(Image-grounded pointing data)
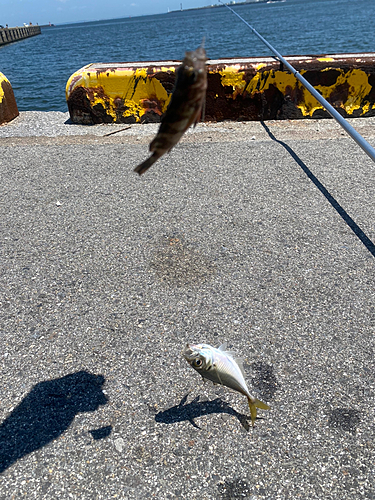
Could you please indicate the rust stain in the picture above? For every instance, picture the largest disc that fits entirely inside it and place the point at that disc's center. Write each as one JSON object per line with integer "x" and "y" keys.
{"x": 8, "y": 105}
{"x": 240, "y": 90}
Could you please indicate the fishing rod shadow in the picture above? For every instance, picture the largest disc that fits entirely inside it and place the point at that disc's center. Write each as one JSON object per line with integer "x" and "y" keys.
{"x": 343, "y": 214}
{"x": 188, "y": 412}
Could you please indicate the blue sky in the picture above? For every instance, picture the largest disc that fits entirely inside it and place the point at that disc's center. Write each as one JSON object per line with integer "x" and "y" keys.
{"x": 17, "y": 12}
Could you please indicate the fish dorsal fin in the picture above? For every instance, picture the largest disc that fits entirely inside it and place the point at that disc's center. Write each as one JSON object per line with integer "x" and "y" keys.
{"x": 223, "y": 349}
{"x": 240, "y": 362}
{"x": 223, "y": 346}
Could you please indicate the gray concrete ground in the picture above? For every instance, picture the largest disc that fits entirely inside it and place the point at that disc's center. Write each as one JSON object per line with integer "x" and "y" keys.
{"x": 261, "y": 235}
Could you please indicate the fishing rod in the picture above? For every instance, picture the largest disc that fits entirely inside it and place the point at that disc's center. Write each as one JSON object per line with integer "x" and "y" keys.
{"x": 367, "y": 148}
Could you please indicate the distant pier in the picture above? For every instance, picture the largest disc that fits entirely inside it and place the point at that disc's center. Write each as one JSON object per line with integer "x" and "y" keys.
{"x": 9, "y": 35}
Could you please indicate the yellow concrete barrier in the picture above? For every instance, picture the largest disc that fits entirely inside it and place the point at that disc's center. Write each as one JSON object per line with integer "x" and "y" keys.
{"x": 238, "y": 89}
{"x": 8, "y": 105}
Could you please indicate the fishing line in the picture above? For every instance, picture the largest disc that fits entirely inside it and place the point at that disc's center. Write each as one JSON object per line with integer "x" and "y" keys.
{"x": 367, "y": 148}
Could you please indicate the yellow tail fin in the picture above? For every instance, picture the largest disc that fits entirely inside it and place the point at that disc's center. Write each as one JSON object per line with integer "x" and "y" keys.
{"x": 253, "y": 405}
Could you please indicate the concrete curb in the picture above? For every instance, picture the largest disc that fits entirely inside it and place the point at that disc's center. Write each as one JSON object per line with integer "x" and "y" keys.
{"x": 8, "y": 105}
{"x": 238, "y": 89}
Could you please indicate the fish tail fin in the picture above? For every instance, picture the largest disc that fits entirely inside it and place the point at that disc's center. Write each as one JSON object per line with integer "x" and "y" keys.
{"x": 253, "y": 405}
{"x": 141, "y": 169}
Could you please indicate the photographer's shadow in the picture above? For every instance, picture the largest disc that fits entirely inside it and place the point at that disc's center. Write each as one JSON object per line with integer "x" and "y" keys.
{"x": 46, "y": 412}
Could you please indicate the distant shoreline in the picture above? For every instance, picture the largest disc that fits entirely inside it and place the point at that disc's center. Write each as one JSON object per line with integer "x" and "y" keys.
{"x": 223, "y": 5}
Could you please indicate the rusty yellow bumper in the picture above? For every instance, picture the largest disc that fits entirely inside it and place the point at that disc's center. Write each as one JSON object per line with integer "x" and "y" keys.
{"x": 8, "y": 105}
{"x": 238, "y": 89}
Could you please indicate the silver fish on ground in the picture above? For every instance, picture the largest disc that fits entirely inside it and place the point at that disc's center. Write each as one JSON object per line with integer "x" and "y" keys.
{"x": 220, "y": 366}
{"x": 185, "y": 107}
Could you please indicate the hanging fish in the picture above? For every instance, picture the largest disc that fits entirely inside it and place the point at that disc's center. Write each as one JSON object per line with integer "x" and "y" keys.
{"x": 220, "y": 366}
{"x": 185, "y": 107}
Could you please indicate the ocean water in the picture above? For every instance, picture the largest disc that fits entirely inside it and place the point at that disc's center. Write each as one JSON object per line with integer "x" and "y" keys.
{"x": 39, "y": 67}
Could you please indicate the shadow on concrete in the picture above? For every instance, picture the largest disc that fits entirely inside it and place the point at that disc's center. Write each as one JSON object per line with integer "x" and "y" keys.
{"x": 265, "y": 380}
{"x": 345, "y": 419}
{"x": 46, "y": 412}
{"x": 188, "y": 412}
{"x": 349, "y": 221}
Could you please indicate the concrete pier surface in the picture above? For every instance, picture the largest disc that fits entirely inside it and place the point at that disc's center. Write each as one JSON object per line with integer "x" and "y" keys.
{"x": 10, "y": 35}
{"x": 261, "y": 234}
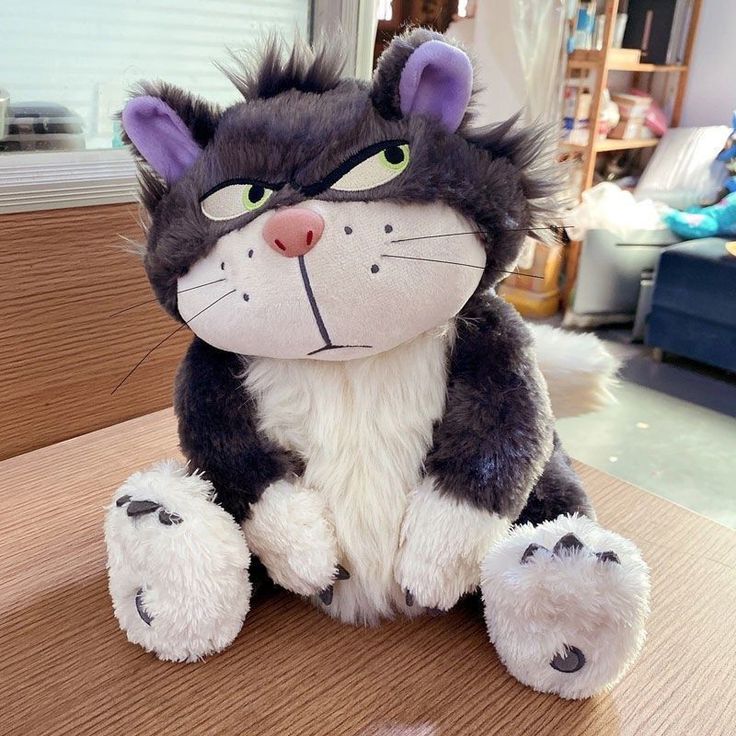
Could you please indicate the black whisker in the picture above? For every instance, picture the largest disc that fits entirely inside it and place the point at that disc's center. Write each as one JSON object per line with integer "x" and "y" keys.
{"x": 480, "y": 232}
{"x": 457, "y": 263}
{"x": 192, "y": 288}
{"x": 155, "y": 299}
{"x": 134, "y": 306}
{"x": 170, "y": 335}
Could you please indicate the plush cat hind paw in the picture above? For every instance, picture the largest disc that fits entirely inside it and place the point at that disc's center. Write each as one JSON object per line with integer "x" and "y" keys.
{"x": 177, "y": 563}
{"x": 565, "y": 605}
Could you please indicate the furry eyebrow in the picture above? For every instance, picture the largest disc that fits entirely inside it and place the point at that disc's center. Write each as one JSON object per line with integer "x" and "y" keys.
{"x": 310, "y": 190}
{"x": 242, "y": 180}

▸ Work order: I'd like every record transcribed exactly, with no pictures carried over.

▸ Output for this task:
Could you please indicate the rust stain in the picture above? For every instance, picture the largest disc that fits entirely inside it and place the point at that disc's center. Write each as one JSON object per line with integer "x" and "y" keys.
{"x": 8, "y": 105}
{"x": 240, "y": 90}
Could you please indicate the fishing rod shadow in the picture above? For every instance, picture the largest disc that fits entirely inside it and place the point at that disc's center. Write each as one JSON object per line with integer "x" and "y" keys.
{"x": 343, "y": 214}
{"x": 188, "y": 412}
Could you please indicate the blue sky in the picture above? For every instance, picture the largest disc that fits entirely inside it and place the point at that disc's center. Write each as one JSON object per line with integer "x" and "y" keys.
{"x": 17, "y": 12}
Could you please indicate the fish dorsal fin in the picture above? For every instance, picture the largest disc that fits entirely inside it and place the point at that disc's center. Write each as one JSON object per line with integer "x" and "y" keys.
{"x": 223, "y": 349}
{"x": 240, "y": 362}
{"x": 223, "y": 346}
Could you please indicate the gray concrete ground in the picture above? For every instance, picture the largest disc that fits entirely inside it and place the point at that disc's center. Write each as one JSON object per line with integer "x" and "y" keys.
{"x": 261, "y": 235}
Could you please indicate the fishing rod in the picture above? For every instance, picture the largest disc that fits entirely inside it and place the point at that disc's center. Write each as one JSON object per line with integer "x" and "y" keys.
{"x": 367, "y": 148}
Could you please indicate the distant pier in the picture above? For every instance, picture the largest disc that fits entirely inside it and place the point at that disc's center. Write each as one JSON object per line with integer "x" and "y" keys.
{"x": 9, "y": 35}
Could you please indicate the yellow concrete barrier in the picture above? For every instance, picture the largest disc that fits entirely inside it and place the point at that disc's center. Write each as one JSON object per line with integer "x" and "y" keys.
{"x": 238, "y": 89}
{"x": 8, "y": 105}
Could you please indicate the fishing line in the picture above? For every instance, picture the largest disc that fits entirely inside it and place the point at that disc's center. Write each as one JSON object per line with integer "x" and "y" keys.
{"x": 367, "y": 148}
Could you please indicate the yellow tail fin in the picture above? For every instance, picture the largest disc that fits entirely inside it and place the point at that disc's center. Write each as one JSON object per line with integer "x" and "y" keys.
{"x": 253, "y": 405}
Could you please indicate the concrete curb in the picture above? For every instance, picture the largest disc that fits entirely inside it and place the point at that disc's center. Write each as one JSON object per line with integer "x" and "y" keys.
{"x": 8, "y": 105}
{"x": 238, "y": 89}
Could you please indicate the fish tail fin in the picture above? For every instance, picture the largest disc that fits entirely inside it and place the point at that disc's center. Write each as one JSON object per line with integer "x" and "y" keys.
{"x": 253, "y": 405}
{"x": 141, "y": 169}
Could you please indicate the photographer's shadow in the picture above? For every instance, picture the largest disc that fits entirely inside it and place the point at that disc's center. Write each as one JSON object per line with integer "x" and "y" keys.
{"x": 46, "y": 412}
Could you please indicate the distant shoreline in the picture above? For every instance, picture the largest disc that fits entirely inside it and place the point at that disc's center. Write each as one JSON object per line with integer "x" and "y" keys.
{"x": 223, "y": 5}
Could you please indicate the rusty yellow bumper in the picture above? For every instance, picture the largest disc that fits entirely inside it and place the point at that disc's center. Write each as one JSON object per line with integer "x" and "y" keys.
{"x": 8, "y": 105}
{"x": 238, "y": 89}
Could you please indicate the silver fish on ground in the picture above? For every instance, picture the largest disc that fits entirely inside it and place the point at that disc's center. Write each as one JSON object per line with integer "x" and "y" keys.
{"x": 220, "y": 366}
{"x": 185, "y": 107}
Could you please indicate the hanging fish in the picture above? For every instance, picture the largest disc that fits entirely inside it and place the point at that disc's center. Write each as one JSON object per line with integer "x" and "y" keys.
{"x": 220, "y": 366}
{"x": 185, "y": 107}
Could you please indicate the ocean water in the picture above? For every instance, picture the largest disc that fits entirely inside it and place the point at that disc's center. Write each as one JSON object per line with integer "x" and "y" keys.
{"x": 39, "y": 67}
Could you please indicate the shadow on concrete in the picture above? For every instance, picture the largest disc that fits entirely inside it and place the point at that disc's center. Write each as one JSON object per line with integer "x" and "y" keys.
{"x": 265, "y": 380}
{"x": 345, "y": 419}
{"x": 46, "y": 412}
{"x": 188, "y": 412}
{"x": 349, "y": 221}
Could you please indicate the concrete pier surface in the picture above? For every instance, picture the largest disc that fits entirely inside it and place the point at that disc's center. Write each as one JSON object per line with integer "x" and "y" keys.
{"x": 10, "y": 35}
{"x": 261, "y": 234}
Could you please indicate the black whisker in the picture above? For every instance, picture the largest disc that fits entirely inside it and place the point at that disc's center. Write each as one JSON object per line with integer "x" and "y" keys.
{"x": 480, "y": 232}
{"x": 457, "y": 263}
{"x": 192, "y": 288}
{"x": 155, "y": 299}
{"x": 134, "y": 306}
{"x": 170, "y": 335}
Could you please indicate the plush cat hind paw in the picture above? For every instance, picture the largest disc that fits entirely inside it and place the point at that disc's center. Write each as one JSON object per line with integer "x" and "y" keys.
{"x": 177, "y": 563}
{"x": 565, "y": 605}
Could you please indicate the furry eyebrow in the picture above? For every instance, picture the largest disc that fits entirely inside it and place the point at that disc's center. Write each as one JSON object per line with integer "x" and "y" keys.
{"x": 310, "y": 190}
{"x": 242, "y": 180}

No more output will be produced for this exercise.